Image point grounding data
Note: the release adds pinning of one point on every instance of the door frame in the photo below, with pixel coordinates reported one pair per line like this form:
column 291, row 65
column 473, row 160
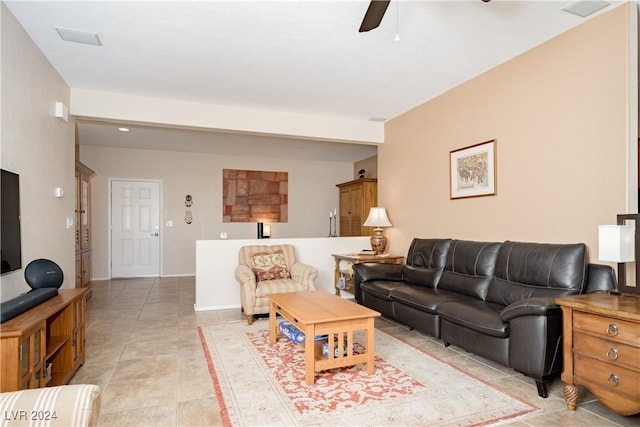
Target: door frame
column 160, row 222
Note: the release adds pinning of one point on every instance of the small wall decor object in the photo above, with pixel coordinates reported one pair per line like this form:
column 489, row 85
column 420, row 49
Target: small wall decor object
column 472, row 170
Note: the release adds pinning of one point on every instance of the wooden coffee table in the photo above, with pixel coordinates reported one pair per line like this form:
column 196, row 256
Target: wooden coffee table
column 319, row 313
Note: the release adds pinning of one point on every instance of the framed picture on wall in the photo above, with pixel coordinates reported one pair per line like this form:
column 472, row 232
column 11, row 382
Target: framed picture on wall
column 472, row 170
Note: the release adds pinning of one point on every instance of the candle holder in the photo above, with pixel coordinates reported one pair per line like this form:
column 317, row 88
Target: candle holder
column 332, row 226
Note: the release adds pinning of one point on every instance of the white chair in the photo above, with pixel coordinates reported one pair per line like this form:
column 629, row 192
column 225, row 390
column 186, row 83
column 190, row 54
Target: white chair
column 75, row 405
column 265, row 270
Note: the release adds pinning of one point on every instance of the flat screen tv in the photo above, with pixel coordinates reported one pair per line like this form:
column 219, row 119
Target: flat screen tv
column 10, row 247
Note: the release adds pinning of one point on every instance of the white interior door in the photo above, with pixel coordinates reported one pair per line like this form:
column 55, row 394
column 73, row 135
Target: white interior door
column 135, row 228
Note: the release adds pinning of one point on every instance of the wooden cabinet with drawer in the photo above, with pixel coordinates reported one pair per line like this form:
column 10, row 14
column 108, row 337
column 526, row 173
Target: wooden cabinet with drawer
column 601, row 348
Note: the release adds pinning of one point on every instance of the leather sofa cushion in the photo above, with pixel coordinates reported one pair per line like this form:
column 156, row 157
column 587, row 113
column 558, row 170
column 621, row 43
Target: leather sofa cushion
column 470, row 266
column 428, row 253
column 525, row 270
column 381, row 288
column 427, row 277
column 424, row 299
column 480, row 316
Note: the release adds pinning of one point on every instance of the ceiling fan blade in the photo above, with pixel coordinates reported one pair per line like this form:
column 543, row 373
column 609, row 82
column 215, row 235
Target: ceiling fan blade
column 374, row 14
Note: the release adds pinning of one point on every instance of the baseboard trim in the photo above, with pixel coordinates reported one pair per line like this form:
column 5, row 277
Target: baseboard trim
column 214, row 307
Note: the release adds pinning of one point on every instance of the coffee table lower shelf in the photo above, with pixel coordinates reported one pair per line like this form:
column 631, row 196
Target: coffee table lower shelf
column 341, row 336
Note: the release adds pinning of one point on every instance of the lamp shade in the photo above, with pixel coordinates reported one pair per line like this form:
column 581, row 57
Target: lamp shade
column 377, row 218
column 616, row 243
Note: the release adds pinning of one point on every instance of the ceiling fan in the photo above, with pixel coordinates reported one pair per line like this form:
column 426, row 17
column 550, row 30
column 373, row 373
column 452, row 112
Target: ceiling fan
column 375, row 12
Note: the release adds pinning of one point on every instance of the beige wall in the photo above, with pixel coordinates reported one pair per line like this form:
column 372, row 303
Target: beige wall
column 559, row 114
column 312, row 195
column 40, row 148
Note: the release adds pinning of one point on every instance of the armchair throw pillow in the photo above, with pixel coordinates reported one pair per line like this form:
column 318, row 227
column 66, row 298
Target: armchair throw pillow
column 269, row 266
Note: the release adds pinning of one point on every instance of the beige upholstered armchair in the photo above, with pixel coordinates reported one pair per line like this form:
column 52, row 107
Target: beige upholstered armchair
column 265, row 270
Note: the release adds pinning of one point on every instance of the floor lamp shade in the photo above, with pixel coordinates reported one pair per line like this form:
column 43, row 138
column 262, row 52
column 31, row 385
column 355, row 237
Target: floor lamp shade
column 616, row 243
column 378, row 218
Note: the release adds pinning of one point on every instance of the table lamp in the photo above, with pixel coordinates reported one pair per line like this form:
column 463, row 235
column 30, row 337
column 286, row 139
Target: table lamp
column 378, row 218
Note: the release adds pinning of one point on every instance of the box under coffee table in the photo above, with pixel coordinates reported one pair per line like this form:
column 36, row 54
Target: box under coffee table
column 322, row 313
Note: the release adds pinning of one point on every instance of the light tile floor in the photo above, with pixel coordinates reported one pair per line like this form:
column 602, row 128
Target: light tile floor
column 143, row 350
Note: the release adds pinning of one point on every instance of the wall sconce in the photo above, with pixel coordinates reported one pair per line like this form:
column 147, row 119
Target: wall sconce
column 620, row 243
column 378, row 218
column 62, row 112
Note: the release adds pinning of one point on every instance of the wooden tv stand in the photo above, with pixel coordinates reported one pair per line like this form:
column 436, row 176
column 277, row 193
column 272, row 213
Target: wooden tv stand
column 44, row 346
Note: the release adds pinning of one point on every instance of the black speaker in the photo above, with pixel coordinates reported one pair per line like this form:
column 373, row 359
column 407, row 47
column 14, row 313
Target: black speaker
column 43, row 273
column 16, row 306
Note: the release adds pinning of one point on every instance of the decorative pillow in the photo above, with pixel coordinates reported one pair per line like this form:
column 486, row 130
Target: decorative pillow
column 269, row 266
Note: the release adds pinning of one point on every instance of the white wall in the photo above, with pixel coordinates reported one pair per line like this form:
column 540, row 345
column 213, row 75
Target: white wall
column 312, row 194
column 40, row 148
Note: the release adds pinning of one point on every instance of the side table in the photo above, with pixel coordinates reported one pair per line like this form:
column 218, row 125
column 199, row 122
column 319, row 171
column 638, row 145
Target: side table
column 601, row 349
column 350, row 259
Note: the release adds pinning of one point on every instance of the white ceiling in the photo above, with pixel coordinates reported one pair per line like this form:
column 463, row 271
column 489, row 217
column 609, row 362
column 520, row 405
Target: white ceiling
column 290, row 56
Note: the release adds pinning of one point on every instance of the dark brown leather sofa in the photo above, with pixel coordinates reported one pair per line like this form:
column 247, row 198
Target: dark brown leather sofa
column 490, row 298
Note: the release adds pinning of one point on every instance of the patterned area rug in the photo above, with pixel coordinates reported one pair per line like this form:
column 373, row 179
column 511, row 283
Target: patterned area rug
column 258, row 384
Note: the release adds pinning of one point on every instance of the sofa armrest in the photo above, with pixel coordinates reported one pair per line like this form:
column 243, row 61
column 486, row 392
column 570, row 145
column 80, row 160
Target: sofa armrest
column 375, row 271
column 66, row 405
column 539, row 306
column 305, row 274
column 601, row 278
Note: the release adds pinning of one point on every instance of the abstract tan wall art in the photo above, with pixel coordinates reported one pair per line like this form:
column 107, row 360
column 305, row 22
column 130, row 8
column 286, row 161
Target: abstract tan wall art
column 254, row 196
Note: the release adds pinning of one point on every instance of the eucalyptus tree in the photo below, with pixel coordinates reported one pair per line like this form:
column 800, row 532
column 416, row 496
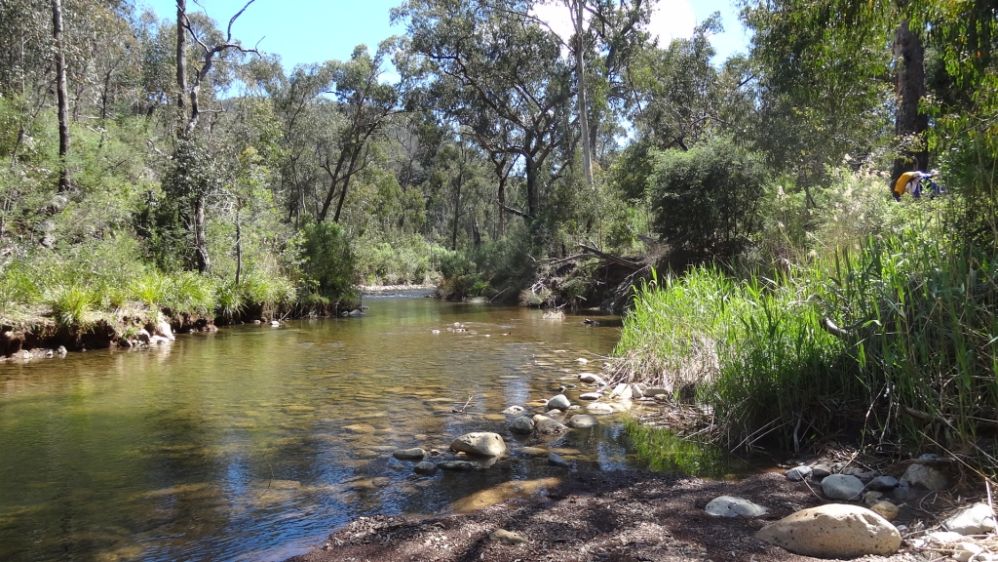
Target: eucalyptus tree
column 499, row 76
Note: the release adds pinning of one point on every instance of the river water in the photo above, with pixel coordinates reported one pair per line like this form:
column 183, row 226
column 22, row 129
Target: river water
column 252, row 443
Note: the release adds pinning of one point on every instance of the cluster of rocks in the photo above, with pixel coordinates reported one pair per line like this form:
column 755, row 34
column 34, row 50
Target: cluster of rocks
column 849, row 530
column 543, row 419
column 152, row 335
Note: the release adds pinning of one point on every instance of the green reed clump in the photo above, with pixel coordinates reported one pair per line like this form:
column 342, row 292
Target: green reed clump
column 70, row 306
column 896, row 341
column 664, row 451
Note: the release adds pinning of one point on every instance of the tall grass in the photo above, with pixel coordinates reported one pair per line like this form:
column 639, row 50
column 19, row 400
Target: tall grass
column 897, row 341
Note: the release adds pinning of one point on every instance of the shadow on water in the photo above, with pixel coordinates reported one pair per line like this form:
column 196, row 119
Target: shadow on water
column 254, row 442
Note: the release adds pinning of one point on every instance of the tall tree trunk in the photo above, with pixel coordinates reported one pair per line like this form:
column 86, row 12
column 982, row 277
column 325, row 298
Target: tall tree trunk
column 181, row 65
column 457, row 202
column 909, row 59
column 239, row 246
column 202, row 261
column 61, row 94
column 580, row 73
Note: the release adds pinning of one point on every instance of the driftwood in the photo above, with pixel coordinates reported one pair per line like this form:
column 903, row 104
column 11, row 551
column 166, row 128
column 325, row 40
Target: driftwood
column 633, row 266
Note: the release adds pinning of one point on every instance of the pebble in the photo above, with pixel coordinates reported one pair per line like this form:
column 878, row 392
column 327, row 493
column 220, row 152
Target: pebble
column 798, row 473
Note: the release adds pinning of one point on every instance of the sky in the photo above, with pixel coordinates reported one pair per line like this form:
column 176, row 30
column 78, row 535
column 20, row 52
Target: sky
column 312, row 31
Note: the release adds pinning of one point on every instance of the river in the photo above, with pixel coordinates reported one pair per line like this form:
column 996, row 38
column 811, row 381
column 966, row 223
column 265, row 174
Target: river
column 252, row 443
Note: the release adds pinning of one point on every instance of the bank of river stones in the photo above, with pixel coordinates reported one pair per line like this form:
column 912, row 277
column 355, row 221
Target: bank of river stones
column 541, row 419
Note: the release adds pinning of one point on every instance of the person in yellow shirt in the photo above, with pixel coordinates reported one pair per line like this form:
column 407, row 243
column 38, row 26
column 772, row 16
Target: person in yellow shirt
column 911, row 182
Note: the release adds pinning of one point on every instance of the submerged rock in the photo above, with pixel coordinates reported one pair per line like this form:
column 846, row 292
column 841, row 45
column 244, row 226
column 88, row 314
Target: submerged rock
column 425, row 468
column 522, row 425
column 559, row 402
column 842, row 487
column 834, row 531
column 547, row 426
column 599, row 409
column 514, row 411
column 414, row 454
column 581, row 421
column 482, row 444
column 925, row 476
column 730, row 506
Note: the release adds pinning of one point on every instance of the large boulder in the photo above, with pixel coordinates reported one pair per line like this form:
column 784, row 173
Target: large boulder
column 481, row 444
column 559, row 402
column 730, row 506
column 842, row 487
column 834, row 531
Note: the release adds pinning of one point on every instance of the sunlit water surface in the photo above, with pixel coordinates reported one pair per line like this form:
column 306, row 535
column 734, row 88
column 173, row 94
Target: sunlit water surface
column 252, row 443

YOUR ASSIGNMENT: Which lines run from the one holding "column 318, row 227" through the one holding "column 286, row 139" in the records above? Repeat them exactly, both included, and nothing more.

EXPECTED ANSWER:
column 318, row 227
column 66, row 298
Target: armchair throw pillow
column 269, row 266
Note: the release adds pinning of one point on every instance of the beige upholstered armchair in the photo above, with pixel coordinates reported one pair per line like this form:
column 52, row 107
Target: beige upholstered armchair
column 265, row 270
Note: the release adds pinning of one point on every instance of the floor lamp shade in the photo above, with pixel coordinates reported one pair per line like this form:
column 43, row 138
column 262, row 52
column 31, row 385
column 355, row 237
Target: floor lamp shade
column 616, row 243
column 378, row 218
Note: the release adds pinning of one point on every instance of the table lamp in the photo above, with pixel coordinates reported one pair per line like this form:
column 463, row 235
column 30, row 337
column 286, row 139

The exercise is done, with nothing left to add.